Tens of thousands of Egyptians demonstrate in Cairo’s Tahrir Square in January 2011. (Getty Images)
Tens of thousands of Egyptians demonstrate in Cairo’s Tahrir Square in January 2011. (Getty Images)

Two ousted presidents, thousands of civilian and military victims and wounded, three presidential and parliamentary elections, constitutional declarations without a vote, deep constitutional reform after a referendum, security calm after unrest and a neighbor that cannot find peace.

This is how the social and political scene took shape in Egypt in ten sometimes dramatic years of tumult as part of the so-called Arab Spring.

The developments began on January 25, 2011 with protest calls for better living conditions, freedom and social justice. They demanded the resignation of longtime President Hosni Mubarak, who had ruled for 30 years, and had taken inspiration from the revolt in Tunisia where the people successfully ousted Zine El Abidine Ben Ali just days earlier.

Egyptians held daily protests with the Tahrir Square in the capital, Cairo, becoming an icon of their movement. Mubarak resigned in February 2011 and the Supreme Council of Egyptian Armed Forces was entrusted with leading the country. A constitutional referendum was successfully held on March 19 and presidential elections were set for 2012.

:: Dataset extract ::
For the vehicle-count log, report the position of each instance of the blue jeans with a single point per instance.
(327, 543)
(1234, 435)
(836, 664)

:: Aim ::
Set down, word for word, the portion of the passage on Egypt's uprising that begins at "Egyptians held daily" and stops after "set for 2012.".

:: Exercise solution ::
Egyptians held daily protests with the Tahrir Square in the capital, Cairo, becoming an icon of their movement. Mubarak resigned in February 2011 and the Supreme Council of Egyptian Armed Forces was entrusted with leading the country. A constitutional referendum was successfully held on March 19 and presidential elections were set for 2012.